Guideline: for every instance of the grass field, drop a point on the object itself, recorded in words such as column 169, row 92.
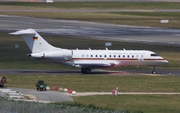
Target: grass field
column 100, row 83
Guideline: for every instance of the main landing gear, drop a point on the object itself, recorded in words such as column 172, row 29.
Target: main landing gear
column 85, row 70
column 154, row 70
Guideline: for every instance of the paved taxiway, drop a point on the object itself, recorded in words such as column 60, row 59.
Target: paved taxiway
column 93, row 30
column 129, row 72
column 97, row 0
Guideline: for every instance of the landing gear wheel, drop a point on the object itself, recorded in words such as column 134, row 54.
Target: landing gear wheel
column 153, row 72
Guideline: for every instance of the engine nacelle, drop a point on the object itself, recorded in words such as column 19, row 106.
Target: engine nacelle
column 36, row 55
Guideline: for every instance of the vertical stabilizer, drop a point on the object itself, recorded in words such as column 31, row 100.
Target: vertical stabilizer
column 34, row 41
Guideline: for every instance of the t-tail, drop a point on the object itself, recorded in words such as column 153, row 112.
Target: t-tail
column 34, row 41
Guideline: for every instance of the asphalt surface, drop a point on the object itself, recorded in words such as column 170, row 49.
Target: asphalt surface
column 107, row 72
column 95, row 0
column 109, row 10
column 93, row 30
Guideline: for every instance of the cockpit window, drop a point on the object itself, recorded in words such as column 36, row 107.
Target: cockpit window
column 154, row 55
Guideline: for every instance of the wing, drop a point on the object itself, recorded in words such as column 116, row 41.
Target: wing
column 95, row 64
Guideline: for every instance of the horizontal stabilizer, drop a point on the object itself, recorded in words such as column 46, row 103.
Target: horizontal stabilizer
column 34, row 41
column 24, row 32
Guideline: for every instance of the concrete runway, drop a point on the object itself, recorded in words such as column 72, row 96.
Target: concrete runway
column 99, row 72
column 86, row 30
column 93, row 30
column 96, row 0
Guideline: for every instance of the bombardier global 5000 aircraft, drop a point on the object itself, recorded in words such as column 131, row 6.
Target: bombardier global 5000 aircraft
column 87, row 59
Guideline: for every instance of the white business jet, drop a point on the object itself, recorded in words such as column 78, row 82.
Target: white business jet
column 87, row 59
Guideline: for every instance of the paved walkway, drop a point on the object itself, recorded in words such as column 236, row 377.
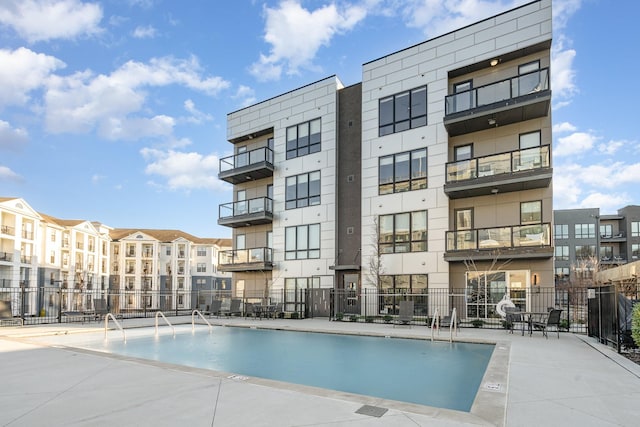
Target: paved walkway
column 531, row 381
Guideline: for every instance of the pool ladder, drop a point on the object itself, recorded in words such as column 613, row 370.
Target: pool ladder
column 158, row 314
column 106, row 326
column 193, row 320
column 453, row 325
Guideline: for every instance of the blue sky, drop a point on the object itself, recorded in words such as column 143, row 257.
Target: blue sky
column 115, row 110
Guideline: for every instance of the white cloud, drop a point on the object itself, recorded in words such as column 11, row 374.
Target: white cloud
column 114, row 104
column 42, row 20
column 296, row 34
column 184, row 171
column 575, row 144
column 564, row 127
column 612, row 146
column 7, row 174
column 147, row 32
column 21, row 72
column 10, row 137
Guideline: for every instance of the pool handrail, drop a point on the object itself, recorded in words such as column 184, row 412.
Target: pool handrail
column 106, row 326
column 435, row 321
column 193, row 320
column 159, row 313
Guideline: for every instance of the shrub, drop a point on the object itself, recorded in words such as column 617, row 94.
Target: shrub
column 635, row 324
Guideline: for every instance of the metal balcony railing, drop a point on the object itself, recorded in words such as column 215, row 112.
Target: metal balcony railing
column 248, row 158
column 245, row 256
column 503, row 90
column 509, row 237
column 503, row 163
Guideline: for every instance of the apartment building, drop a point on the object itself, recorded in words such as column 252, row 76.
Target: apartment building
column 586, row 241
column 163, row 267
column 431, row 175
column 85, row 260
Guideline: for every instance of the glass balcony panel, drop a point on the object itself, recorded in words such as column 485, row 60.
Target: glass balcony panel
column 493, row 93
column 459, row 171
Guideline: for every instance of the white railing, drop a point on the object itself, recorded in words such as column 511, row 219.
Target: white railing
column 159, row 313
column 193, row 320
column 106, row 326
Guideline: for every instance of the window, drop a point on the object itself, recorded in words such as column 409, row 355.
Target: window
column 403, row 232
column 464, row 219
column 561, row 231
column 531, row 212
column 303, row 139
column 303, row 190
column 302, row 242
column 585, row 231
column 562, row 253
column 606, row 230
column 463, row 152
column 585, row 251
column 402, row 172
column 562, row 275
column 606, row 253
column 406, row 110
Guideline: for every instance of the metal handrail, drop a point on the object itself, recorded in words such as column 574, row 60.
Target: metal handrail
column 106, row 326
column 193, row 320
column 159, row 313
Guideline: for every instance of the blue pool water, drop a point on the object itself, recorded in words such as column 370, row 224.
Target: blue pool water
column 429, row 373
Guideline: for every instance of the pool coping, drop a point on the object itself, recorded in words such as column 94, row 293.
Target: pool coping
column 488, row 408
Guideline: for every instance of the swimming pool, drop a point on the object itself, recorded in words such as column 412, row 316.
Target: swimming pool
column 445, row 375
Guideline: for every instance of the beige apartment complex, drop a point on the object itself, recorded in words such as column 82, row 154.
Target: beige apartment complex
column 431, row 175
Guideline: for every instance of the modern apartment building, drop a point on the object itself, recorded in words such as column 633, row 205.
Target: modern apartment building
column 586, row 241
column 431, row 175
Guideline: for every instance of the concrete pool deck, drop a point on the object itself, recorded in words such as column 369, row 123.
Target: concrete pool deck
column 531, row 381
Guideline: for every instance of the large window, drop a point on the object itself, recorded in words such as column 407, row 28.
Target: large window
column 585, row 251
column 403, row 172
column 303, row 139
column 302, row 242
column 531, row 212
column 561, row 231
column 402, row 111
column 403, row 232
column 585, row 231
column 303, row 190
column 562, row 253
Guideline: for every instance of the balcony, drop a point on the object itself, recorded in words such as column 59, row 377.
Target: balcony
column 255, row 259
column 501, row 243
column 249, row 166
column 246, row 212
column 513, row 100
column 505, row 172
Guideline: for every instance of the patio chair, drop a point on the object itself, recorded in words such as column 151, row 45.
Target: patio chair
column 405, row 315
column 552, row 319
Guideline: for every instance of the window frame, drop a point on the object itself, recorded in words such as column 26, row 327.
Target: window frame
column 308, row 200
column 402, row 185
column 405, row 241
column 392, row 116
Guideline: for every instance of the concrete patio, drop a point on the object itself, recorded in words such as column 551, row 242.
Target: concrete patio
column 531, row 381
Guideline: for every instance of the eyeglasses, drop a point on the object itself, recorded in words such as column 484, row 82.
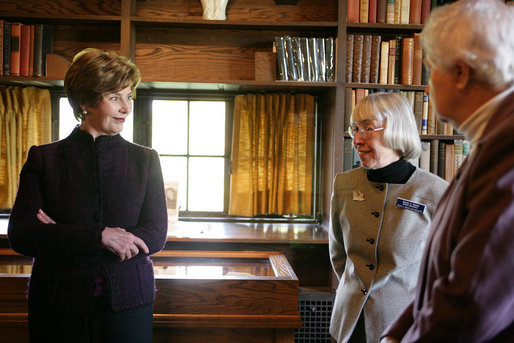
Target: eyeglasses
column 366, row 132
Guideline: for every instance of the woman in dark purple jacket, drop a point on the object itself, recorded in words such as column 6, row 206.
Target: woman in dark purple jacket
column 90, row 209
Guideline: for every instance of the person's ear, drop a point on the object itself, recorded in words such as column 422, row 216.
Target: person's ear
column 462, row 75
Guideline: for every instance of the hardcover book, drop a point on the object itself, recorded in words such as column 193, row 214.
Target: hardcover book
column 15, row 48
column 358, row 48
column 7, row 49
column 384, row 62
column 374, row 72
column 366, row 58
column 407, row 60
column 417, row 60
column 25, row 50
column 349, row 57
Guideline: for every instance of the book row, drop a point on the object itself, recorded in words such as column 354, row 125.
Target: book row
column 305, row 59
column 389, row 11
column 23, row 48
column 385, row 60
column 442, row 158
column 424, row 114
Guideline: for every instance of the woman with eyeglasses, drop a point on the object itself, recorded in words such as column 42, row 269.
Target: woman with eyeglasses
column 380, row 215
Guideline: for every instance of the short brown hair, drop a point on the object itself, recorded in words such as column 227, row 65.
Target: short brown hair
column 95, row 72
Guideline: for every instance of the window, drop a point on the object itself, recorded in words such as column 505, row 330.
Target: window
column 191, row 140
column 193, row 135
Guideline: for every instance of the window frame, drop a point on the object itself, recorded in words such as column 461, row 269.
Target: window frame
column 143, row 135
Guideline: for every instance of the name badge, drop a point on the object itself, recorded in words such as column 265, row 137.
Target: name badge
column 410, row 205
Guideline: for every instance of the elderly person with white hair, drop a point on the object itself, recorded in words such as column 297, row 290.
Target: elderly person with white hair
column 379, row 219
column 465, row 291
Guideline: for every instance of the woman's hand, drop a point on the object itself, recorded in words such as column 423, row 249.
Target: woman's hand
column 122, row 243
column 44, row 218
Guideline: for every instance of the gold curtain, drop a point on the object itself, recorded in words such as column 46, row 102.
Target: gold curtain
column 272, row 155
column 25, row 120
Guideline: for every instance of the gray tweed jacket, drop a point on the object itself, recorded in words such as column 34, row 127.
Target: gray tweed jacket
column 376, row 240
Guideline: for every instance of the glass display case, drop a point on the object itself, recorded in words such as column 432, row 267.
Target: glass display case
column 222, row 296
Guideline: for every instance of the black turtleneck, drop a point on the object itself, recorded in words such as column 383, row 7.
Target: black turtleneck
column 397, row 172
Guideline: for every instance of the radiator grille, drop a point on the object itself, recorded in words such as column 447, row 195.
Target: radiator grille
column 315, row 310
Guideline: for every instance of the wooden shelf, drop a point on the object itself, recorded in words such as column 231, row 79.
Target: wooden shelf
column 233, row 24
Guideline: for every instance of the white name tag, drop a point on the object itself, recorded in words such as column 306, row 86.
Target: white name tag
column 410, row 205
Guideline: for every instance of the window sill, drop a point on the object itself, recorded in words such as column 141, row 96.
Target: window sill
column 231, row 232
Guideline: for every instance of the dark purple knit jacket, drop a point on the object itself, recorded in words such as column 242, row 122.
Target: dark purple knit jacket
column 85, row 185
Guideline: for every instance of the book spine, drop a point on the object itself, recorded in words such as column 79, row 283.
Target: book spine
column 304, row 46
column 366, row 58
column 281, row 59
column 353, row 12
column 349, row 57
column 357, row 58
column 441, row 159
column 298, row 58
column 38, row 50
column 2, row 47
column 330, row 59
column 381, row 11
column 404, row 11
column 397, row 11
column 449, row 165
column 375, row 59
column 349, row 99
column 384, row 62
column 390, row 6
column 432, row 119
column 407, row 60
column 25, row 49
column 322, row 61
column 7, row 49
column 417, row 60
column 424, row 159
column 415, row 12
column 314, row 57
column 372, row 11
column 292, row 75
column 425, row 10
column 15, row 48
column 392, row 62
column 424, row 121
column 418, row 110
column 31, row 54
column 48, row 44
column 364, row 11
column 434, row 156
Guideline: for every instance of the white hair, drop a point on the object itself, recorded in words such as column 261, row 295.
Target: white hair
column 394, row 111
column 479, row 33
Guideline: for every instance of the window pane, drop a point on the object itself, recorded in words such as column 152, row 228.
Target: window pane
column 175, row 169
column 67, row 121
column 206, row 184
column 169, row 127
column 207, row 128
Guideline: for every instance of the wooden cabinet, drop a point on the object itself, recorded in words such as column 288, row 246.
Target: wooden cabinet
column 224, row 296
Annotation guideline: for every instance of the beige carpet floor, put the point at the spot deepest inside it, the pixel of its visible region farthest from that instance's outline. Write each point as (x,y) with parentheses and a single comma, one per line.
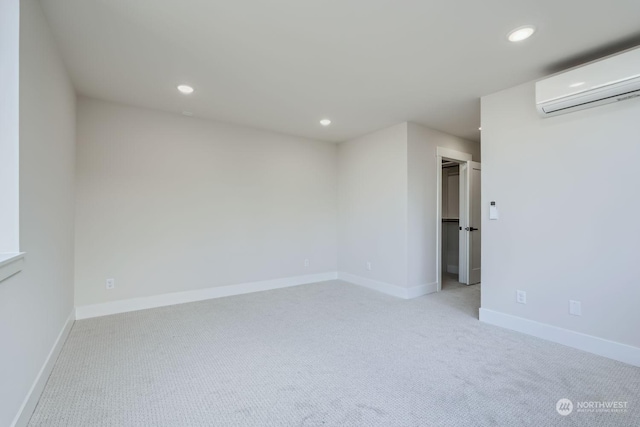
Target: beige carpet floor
(327,354)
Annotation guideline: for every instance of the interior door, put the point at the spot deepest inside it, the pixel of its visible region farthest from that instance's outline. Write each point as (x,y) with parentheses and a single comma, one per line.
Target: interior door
(473,227)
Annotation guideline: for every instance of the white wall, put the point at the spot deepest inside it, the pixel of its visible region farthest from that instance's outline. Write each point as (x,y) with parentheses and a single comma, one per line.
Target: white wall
(422,212)
(388,204)
(563,186)
(167,203)
(35,303)
(373,206)
(9,123)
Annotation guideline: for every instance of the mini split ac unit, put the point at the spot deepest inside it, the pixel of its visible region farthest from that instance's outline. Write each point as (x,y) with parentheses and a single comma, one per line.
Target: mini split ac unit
(615,78)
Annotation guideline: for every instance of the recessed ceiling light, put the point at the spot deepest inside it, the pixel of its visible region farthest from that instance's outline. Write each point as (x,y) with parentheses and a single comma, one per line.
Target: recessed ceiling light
(185,89)
(521,33)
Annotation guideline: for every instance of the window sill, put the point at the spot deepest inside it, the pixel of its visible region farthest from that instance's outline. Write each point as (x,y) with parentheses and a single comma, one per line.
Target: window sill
(10,264)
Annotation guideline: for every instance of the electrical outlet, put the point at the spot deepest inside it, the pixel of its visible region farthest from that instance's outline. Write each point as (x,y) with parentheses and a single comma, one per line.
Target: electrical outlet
(575,308)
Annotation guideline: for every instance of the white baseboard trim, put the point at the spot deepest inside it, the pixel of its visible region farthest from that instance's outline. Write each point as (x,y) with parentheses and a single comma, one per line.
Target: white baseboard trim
(389,289)
(143,303)
(31,400)
(611,349)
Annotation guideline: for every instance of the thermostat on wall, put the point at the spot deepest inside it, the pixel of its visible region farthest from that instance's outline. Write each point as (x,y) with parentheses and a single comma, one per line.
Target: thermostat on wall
(493,211)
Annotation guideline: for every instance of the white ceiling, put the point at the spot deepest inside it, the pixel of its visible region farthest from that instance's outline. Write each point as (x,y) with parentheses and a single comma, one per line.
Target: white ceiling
(365,64)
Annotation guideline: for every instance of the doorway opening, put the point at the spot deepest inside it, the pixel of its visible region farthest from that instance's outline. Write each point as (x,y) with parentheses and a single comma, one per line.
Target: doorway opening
(458,222)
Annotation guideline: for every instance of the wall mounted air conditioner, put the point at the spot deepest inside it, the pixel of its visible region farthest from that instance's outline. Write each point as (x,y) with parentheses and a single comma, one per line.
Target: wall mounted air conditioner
(615,78)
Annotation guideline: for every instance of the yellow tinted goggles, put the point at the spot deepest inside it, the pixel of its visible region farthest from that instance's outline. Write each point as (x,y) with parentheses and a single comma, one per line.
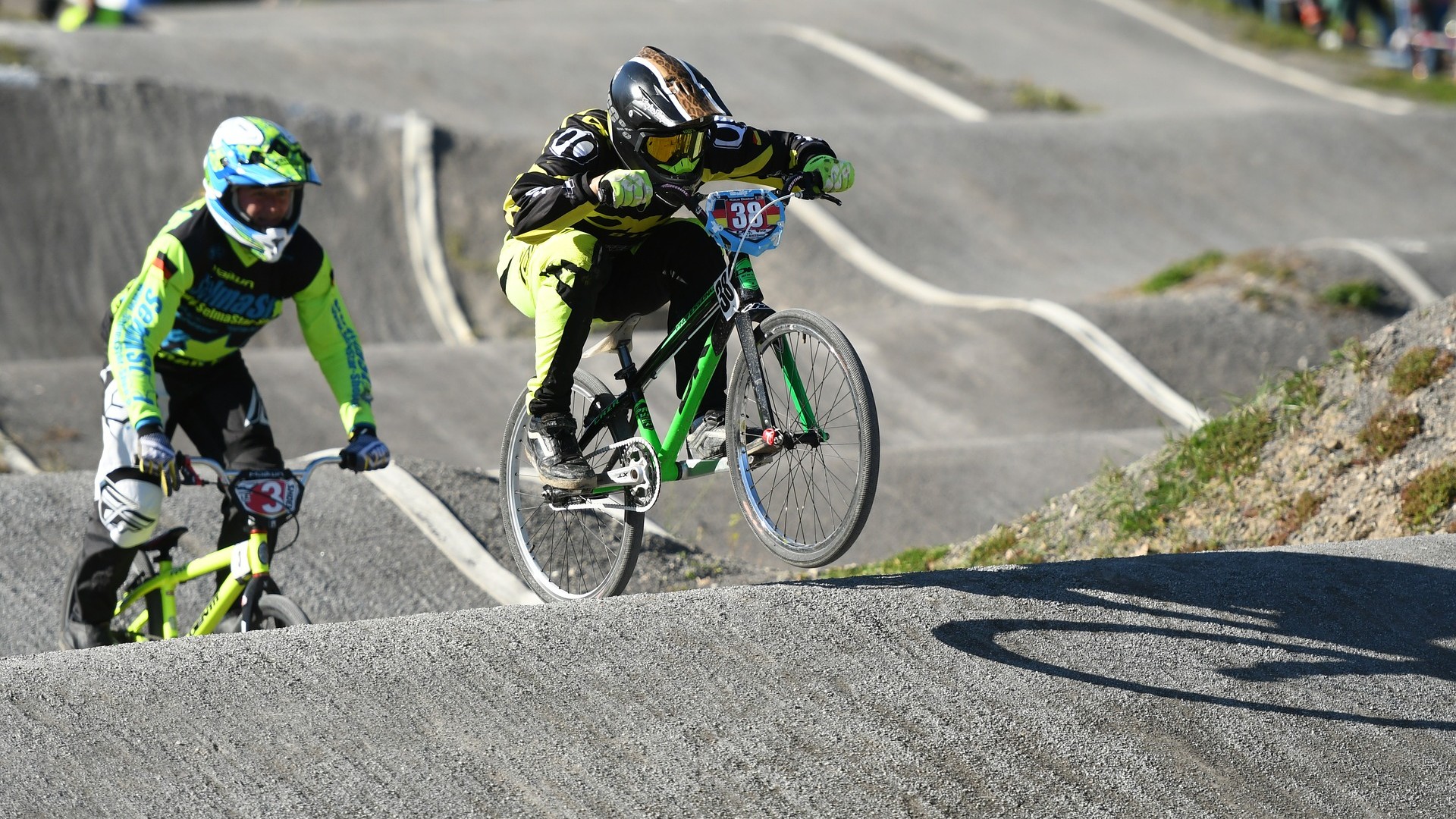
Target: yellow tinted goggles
(673,149)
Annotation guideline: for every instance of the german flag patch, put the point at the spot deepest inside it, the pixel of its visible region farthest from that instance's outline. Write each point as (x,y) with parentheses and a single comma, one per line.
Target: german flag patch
(165,265)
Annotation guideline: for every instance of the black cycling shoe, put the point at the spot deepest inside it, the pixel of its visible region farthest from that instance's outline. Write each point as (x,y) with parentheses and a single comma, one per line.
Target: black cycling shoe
(86,634)
(552,447)
(707,436)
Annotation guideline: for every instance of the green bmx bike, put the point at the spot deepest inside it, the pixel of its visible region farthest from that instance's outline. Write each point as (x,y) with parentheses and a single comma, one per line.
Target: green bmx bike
(270,497)
(802,441)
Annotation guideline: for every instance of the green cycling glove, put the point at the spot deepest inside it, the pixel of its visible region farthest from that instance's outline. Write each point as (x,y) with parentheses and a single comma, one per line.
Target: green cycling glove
(623,188)
(835,174)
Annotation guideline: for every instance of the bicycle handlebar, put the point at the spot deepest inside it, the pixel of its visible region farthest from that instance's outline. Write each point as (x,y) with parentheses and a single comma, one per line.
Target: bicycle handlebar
(188,475)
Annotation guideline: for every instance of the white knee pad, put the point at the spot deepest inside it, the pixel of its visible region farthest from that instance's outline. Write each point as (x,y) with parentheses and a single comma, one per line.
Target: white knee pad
(130,509)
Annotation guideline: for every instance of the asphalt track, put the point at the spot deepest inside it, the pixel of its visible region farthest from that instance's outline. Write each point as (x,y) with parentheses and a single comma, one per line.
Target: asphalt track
(1276,682)
(921,695)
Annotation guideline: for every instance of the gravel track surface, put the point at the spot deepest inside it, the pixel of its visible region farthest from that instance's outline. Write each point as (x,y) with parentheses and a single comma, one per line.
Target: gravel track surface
(1274,682)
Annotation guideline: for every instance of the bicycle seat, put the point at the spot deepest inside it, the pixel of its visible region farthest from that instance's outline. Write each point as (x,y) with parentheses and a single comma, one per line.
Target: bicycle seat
(164,541)
(619,335)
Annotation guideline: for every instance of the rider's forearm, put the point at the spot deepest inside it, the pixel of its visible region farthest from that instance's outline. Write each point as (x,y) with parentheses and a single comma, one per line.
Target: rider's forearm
(335,344)
(142,318)
(761,156)
(541,205)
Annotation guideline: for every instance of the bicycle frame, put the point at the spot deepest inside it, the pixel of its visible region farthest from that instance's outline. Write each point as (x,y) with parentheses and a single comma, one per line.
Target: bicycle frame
(248,561)
(733,303)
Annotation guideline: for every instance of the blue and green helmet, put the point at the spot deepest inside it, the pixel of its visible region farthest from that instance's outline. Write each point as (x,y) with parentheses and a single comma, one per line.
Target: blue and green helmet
(255,152)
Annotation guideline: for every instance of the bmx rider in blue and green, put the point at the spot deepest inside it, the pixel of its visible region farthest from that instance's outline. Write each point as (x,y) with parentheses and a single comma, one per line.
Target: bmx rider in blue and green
(593,234)
(216,275)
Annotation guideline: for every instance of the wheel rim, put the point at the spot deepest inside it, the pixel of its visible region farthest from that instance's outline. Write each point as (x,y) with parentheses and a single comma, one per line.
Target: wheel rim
(805,494)
(571,554)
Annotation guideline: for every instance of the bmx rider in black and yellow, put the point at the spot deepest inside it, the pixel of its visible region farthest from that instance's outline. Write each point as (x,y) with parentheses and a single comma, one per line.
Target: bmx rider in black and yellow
(593,234)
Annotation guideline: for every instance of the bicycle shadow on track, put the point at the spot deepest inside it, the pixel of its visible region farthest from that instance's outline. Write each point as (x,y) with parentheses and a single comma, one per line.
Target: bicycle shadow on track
(1234,627)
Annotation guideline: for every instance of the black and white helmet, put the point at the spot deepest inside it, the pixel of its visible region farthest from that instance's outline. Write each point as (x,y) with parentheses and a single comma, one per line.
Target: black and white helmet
(660,114)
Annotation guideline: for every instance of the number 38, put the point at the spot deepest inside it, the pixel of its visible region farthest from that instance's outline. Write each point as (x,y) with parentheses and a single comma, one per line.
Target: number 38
(746,215)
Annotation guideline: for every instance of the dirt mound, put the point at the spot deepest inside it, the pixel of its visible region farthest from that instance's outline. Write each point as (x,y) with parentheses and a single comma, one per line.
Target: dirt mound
(1363,447)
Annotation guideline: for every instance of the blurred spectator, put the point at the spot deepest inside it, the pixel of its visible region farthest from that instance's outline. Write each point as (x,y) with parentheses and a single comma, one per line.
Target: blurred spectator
(1433,19)
(98,14)
(1348,14)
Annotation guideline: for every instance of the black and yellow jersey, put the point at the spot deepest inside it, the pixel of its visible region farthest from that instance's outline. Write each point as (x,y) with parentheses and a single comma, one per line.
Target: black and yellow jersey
(552,196)
(201,297)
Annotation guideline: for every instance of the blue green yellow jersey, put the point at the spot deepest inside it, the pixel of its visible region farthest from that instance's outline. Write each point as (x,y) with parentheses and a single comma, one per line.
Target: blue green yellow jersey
(201,297)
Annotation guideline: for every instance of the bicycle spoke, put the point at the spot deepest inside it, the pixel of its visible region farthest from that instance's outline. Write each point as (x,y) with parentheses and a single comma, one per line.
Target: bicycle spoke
(810,497)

************

**About this task**
All lines from the beginning of the material above through the line holding "Guideline: for every instance of the main" are to be given again exactly, and no others; pictures do not go in.

**Solved problem**
Guideline: for every instance of the grass field, drop a point on the object itself, recorded in words such as column 169, row 92.
Target: grass field
column 100, row 83
Guideline: for every instance of the main landing gear, drop a point on the object itself, recorded in words such as column 172, row 29.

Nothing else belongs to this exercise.